:: REQUEST ::
From the line containing "Please put a point on the rearview" to the end of the listing, write out every line exactly; leave out everything else.

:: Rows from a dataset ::
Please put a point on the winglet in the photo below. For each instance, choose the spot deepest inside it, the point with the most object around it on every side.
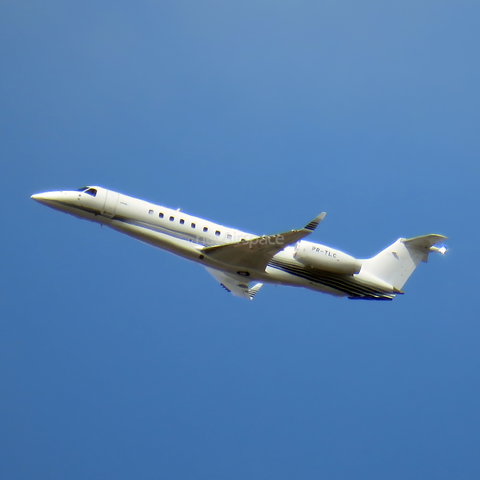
(314, 223)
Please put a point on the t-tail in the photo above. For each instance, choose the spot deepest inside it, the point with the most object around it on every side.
(394, 265)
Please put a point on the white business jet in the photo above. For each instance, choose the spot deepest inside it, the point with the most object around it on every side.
(242, 262)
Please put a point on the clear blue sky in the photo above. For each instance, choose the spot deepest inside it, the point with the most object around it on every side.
(119, 361)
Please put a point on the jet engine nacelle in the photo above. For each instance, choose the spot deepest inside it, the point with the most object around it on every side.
(326, 258)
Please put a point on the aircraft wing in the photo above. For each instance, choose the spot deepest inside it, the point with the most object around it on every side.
(257, 252)
(235, 284)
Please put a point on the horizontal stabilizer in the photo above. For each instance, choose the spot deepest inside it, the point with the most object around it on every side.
(396, 263)
(426, 244)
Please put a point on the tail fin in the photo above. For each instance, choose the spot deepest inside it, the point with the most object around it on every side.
(396, 263)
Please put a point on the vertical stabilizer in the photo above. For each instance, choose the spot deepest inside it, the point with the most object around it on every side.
(396, 263)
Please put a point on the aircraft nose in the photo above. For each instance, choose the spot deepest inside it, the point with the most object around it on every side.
(47, 197)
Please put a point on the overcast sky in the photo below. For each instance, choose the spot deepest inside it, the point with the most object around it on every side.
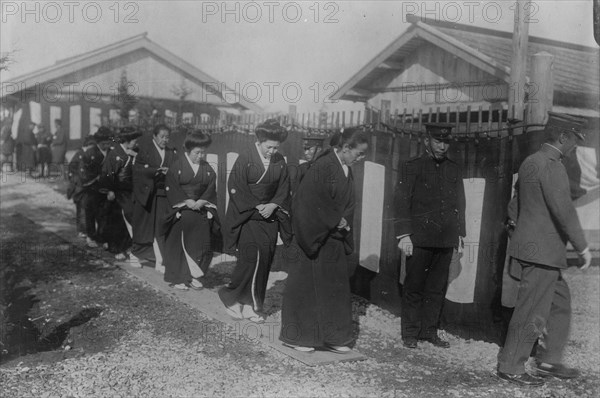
(305, 43)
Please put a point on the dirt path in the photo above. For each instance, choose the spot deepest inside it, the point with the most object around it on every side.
(93, 330)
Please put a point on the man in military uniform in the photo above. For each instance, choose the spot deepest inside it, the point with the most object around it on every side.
(544, 219)
(430, 224)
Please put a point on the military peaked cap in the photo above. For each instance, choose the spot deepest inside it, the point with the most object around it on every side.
(439, 131)
(564, 122)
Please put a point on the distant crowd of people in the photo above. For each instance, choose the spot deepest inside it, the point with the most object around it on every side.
(36, 150)
(151, 199)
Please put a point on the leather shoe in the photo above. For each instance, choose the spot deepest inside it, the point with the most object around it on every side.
(522, 379)
(555, 370)
(436, 341)
(410, 342)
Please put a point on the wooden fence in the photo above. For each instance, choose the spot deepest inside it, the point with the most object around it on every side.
(486, 145)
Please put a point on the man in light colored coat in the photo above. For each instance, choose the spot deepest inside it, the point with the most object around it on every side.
(545, 219)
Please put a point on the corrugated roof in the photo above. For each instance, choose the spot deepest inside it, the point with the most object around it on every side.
(576, 67)
(118, 50)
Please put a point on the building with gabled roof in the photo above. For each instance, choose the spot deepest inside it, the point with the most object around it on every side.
(82, 90)
(437, 63)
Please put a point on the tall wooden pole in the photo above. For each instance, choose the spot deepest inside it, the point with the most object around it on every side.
(518, 67)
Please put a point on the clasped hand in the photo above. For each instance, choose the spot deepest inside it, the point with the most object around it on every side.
(195, 204)
(586, 256)
(265, 210)
(343, 224)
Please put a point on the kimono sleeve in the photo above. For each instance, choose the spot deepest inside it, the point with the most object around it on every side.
(239, 191)
(315, 212)
(175, 195)
(557, 194)
(403, 199)
(210, 194)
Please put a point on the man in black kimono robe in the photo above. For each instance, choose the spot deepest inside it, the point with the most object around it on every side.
(188, 232)
(76, 177)
(116, 181)
(253, 186)
(317, 306)
(149, 199)
(312, 146)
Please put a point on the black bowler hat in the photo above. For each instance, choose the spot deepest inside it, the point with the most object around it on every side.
(308, 141)
(103, 134)
(567, 123)
(439, 131)
(128, 133)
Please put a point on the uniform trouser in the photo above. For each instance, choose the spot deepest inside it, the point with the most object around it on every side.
(424, 290)
(80, 216)
(147, 244)
(543, 309)
(91, 203)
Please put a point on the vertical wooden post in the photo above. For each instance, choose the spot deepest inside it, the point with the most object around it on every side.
(542, 89)
(518, 67)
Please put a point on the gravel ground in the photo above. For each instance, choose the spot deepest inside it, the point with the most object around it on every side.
(125, 339)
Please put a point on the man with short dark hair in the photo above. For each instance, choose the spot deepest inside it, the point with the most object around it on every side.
(59, 144)
(149, 197)
(545, 219)
(430, 224)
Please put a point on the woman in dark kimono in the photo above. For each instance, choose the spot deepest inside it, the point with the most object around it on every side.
(258, 191)
(149, 197)
(317, 307)
(191, 193)
(116, 182)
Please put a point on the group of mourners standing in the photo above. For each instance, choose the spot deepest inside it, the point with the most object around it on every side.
(38, 151)
(311, 208)
(153, 199)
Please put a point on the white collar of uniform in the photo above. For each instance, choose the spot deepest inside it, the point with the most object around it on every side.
(265, 161)
(194, 166)
(344, 167)
(161, 151)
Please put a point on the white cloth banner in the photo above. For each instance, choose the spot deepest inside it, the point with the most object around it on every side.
(463, 269)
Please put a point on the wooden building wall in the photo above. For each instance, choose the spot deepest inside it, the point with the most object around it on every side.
(433, 77)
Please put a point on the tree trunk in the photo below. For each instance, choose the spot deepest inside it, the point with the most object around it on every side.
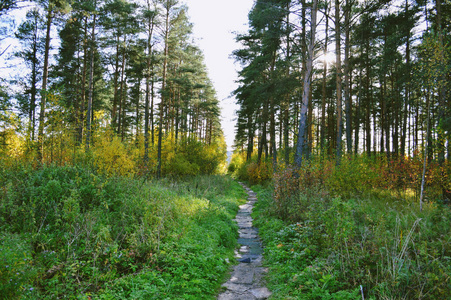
(347, 88)
(163, 87)
(339, 84)
(324, 84)
(40, 152)
(91, 84)
(149, 72)
(306, 90)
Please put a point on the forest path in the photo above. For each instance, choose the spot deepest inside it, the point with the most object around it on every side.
(245, 282)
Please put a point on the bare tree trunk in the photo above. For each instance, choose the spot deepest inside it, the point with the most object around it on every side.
(149, 71)
(163, 85)
(347, 88)
(40, 152)
(306, 90)
(324, 83)
(91, 85)
(339, 84)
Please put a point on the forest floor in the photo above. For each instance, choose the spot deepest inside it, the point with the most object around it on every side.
(246, 278)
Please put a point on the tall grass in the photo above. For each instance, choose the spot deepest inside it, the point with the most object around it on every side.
(72, 232)
(339, 232)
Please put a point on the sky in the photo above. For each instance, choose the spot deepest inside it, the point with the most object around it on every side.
(215, 24)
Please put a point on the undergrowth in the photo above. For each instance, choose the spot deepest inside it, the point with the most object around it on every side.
(339, 238)
(69, 232)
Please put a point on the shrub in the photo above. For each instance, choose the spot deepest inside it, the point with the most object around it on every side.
(112, 158)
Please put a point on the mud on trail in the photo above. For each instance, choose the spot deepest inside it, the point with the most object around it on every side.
(246, 281)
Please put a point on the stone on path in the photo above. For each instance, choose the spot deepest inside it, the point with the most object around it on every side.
(245, 282)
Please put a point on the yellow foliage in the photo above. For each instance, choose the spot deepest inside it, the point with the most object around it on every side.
(112, 158)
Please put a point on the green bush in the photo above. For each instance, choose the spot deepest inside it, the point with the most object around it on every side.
(381, 243)
(80, 232)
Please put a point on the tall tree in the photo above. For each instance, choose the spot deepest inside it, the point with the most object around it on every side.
(52, 7)
(306, 90)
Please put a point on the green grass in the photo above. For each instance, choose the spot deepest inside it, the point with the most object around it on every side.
(384, 244)
(66, 232)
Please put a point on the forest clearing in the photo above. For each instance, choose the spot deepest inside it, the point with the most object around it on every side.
(114, 170)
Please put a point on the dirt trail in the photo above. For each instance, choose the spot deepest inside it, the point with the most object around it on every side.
(245, 282)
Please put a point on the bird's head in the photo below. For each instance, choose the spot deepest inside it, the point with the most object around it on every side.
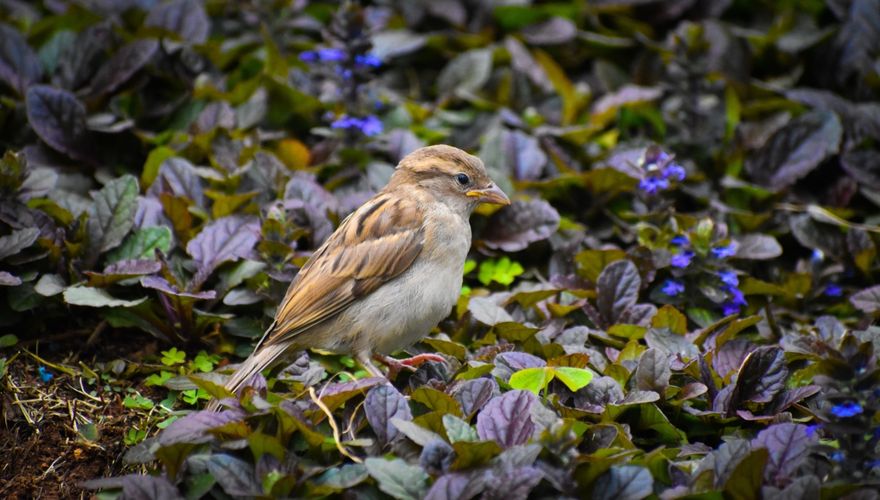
(450, 174)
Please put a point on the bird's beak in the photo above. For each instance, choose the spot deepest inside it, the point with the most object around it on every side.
(491, 194)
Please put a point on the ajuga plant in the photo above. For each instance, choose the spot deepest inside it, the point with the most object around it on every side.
(345, 65)
(849, 447)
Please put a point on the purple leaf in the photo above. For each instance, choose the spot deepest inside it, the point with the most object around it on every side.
(143, 487)
(186, 18)
(124, 63)
(215, 115)
(867, 300)
(336, 394)
(383, 403)
(473, 394)
(507, 363)
(796, 149)
(12, 244)
(487, 311)
(863, 166)
(224, 240)
(653, 372)
(317, 203)
(60, 120)
(802, 488)
(458, 486)
(724, 460)
(507, 419)
(789, 397)
(858, 38)
(112, 215)
(161, 284)
(757, 247)
(234, 475)
(513, 484)
(122, 270)
(7, 279)
(761, 377)
(521, 60)
(624, 482)
(553, 31)
(788, 444)
(194, 427)
(600, 392)
(523, 154)
(638, 314)
(618, 289)
(19, 66)
(178, 177)
(627, 95)
(514, 227)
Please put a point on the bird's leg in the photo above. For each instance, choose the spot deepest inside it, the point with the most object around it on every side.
(395, 366)
(363, 358)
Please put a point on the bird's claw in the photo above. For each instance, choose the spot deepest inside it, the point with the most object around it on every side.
(395, 366)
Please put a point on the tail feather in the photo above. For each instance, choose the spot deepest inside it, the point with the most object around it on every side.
(264, 357)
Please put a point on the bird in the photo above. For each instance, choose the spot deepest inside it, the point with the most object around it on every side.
(388, 274)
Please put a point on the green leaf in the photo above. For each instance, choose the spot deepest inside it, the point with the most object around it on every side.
(96, 297)
(531, 379)
(398, 478)
(137, 402)
(261, 444)
(173, 357)
(573, 378)
(142, 244)
(502, 271)
(458, 430)
(112, 215)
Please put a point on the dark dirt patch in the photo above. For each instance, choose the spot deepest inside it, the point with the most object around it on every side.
(44, 455)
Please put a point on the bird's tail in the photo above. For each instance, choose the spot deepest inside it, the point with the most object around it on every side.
(262, 358)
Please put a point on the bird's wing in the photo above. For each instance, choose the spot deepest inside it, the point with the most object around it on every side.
(373, 245)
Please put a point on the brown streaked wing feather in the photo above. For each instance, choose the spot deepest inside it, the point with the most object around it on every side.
(376, 243)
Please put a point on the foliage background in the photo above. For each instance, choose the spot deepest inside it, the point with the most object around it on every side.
(694, 229)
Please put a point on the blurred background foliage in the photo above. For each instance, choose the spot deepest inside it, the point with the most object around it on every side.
(696, 189)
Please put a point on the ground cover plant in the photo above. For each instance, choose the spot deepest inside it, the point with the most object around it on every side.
(680, 302)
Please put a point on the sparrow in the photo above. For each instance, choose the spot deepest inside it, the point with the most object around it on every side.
(389, 273)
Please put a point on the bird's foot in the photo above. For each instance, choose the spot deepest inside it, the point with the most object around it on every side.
(395, 366)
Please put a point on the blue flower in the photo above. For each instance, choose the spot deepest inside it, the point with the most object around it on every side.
(653, 185)
(729, 308)
(846, 410)
(368, 60)
(308, 56)
(675, 172)
(679, 241)
(723, 252)
(736, 296)
(682, 260)
(729, 278)
(735, 303)
(369, 126)
(322, 55)
(331, 55)
(672, 288)
(833, 290)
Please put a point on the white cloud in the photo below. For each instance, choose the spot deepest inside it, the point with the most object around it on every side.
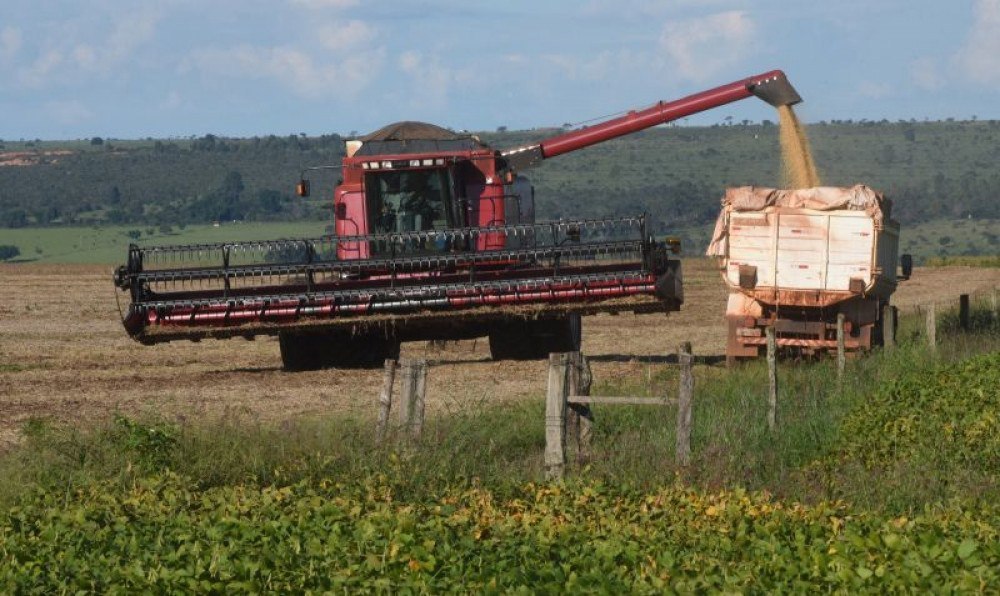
(926, 74)
(172, 101)
(321, 4)
(131, 30)
(700, 47)
(70, 112)
(430, 81)
(64, 56)
(85, 56)
(340, 37)
(870, 90)
(38, 72)
(10, 42)
(978, 57)
(305, 76)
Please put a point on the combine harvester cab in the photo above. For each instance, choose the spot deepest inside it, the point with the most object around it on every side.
(795, 259)
(435, 238)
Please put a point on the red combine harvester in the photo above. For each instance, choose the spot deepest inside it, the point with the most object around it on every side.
(435, 239)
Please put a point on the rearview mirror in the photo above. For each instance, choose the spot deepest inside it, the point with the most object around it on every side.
(302, 188)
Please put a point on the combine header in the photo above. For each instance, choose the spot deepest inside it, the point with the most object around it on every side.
(435, 238)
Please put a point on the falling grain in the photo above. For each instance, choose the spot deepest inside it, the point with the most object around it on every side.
(799, 167)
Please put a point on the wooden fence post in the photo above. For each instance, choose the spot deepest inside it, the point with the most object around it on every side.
(841, 349)
(931, 327)
(555, 416)
(385, 401)
(772, 378)
(419, 395)
(580, 381)
(412, 386)
(684, 396)
(889, 326)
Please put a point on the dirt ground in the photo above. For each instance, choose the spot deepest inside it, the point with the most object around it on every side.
(64, 354)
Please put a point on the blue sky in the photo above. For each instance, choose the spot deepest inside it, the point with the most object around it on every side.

:: TASK OUTPUT ::
Please put a point on the rearview mirror in the photo above. For each instance, choose the spot deepest inside it, the point with the most object around it on every side.
(302, 188)
Please put a point on the combine header in the photo above. For each instance, choose the spot deepest inside it, the point with the most object around it on every side.
(435, 238)
Please put a point on the falling grain in the photo above. For each instance, choose the spot deepest inside it, the point with the most object around it on every side.
(799, 167)
Please put a point on the wooden fence post in the photo above. For each instance, choose the spot deepest inside it, the point with the most object around it on every side.
(841, 349)
(931, 327)
(555, 416)
(385, 401)
(772, 378)
(419, 395)
(580, 381)
(412, 386)
(684, 396)
(889, 326)
Please put a point on the dirt ground in the photo above. For each instance, choose the spot deepest inside it, the point with the most object around it on every side.
(64, 354)
Please put a point on the blue sky in the photo above. For each instance, choose the spot deepest inside it, the point with the most object around it on every side.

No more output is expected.